• _Problem details_: Starting with the line that contains "Would you mind marking the sneakers" and continuing through the end of the listing below, give all those lines again, requests included, after adding -139 to each number in the pixel coordinates. Leave the pictures out of your answer.

********

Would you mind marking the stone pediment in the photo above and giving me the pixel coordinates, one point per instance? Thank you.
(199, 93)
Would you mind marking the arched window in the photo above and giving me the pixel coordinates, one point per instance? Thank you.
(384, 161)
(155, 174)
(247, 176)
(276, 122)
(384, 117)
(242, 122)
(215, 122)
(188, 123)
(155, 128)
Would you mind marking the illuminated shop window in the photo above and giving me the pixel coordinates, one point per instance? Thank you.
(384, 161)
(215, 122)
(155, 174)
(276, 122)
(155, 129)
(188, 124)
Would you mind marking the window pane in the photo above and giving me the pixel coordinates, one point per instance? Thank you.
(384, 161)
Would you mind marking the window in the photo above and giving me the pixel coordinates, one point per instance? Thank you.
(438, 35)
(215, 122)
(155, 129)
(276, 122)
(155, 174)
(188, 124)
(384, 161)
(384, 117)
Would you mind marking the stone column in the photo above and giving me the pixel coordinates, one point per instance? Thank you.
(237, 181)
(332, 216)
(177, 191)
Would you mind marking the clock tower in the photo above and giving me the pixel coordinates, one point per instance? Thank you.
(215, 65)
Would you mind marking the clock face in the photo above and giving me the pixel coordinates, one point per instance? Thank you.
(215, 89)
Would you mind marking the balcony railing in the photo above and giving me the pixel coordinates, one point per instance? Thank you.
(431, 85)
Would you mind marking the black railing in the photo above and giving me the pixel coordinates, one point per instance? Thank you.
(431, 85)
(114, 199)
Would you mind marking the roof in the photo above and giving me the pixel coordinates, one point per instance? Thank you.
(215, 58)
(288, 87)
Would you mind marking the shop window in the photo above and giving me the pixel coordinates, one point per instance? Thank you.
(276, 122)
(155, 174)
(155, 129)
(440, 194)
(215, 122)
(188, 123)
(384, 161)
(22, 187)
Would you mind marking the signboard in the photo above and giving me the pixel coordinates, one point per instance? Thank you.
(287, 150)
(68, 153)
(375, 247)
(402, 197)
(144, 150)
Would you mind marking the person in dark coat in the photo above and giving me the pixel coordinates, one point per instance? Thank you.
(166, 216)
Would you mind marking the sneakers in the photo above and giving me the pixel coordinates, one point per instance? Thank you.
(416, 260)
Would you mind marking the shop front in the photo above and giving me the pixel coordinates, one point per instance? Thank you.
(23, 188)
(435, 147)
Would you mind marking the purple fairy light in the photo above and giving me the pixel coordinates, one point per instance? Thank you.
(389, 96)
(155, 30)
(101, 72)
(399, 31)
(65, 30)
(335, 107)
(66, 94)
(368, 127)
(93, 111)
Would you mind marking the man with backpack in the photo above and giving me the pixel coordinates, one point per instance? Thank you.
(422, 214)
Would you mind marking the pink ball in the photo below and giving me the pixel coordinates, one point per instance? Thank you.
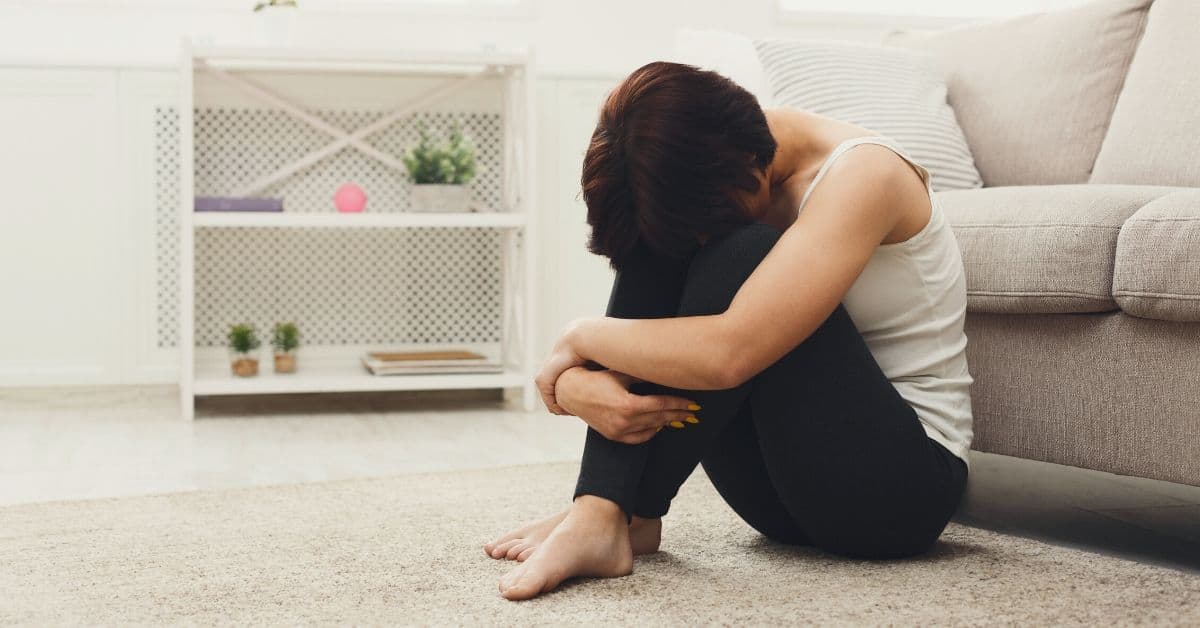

********

• _Complete output_:
Would you mind marking the sneakers in the photo above and giving me the pixel coordinates, one point per instance? Thank you.
(277, 121)
Would you mind marking the shop front in the photo above and giving me the pixel coordinates, one point per instance? Thank you.
(-116, 49)
(296, 8)
Would you mind marking the purple fairy light in the photo above and giving me the pixel coordinates, one point per instance? Thank you.
(250, -43)
(16, -109)
(-38, -67)
(260, -108)
(-74, -109)
(196, -32)
(-73, -45)
(229, -12)
(-46, -28)
Would you mind marking the man with backpack in the photo above and giving me the pixel coordinates, one point per instance? Thank you.
(283, 75)
Would you mind marking the pink ball in the photo below and giving me the pixel coordinates, one point per instance? Thank you.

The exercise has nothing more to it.